TO BE DONE
Print the material below unchanged, line for line.

RECORDS FOR THE TASK
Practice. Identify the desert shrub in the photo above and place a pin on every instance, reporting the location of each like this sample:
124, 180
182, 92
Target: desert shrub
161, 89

EXERCISE RESPONSE
Practice. Identify the desert shrub in the photo above and place a pin on every instance, reporting the location of each like this sample:
124, 180
182, 92
Target: desert shrub
161, 89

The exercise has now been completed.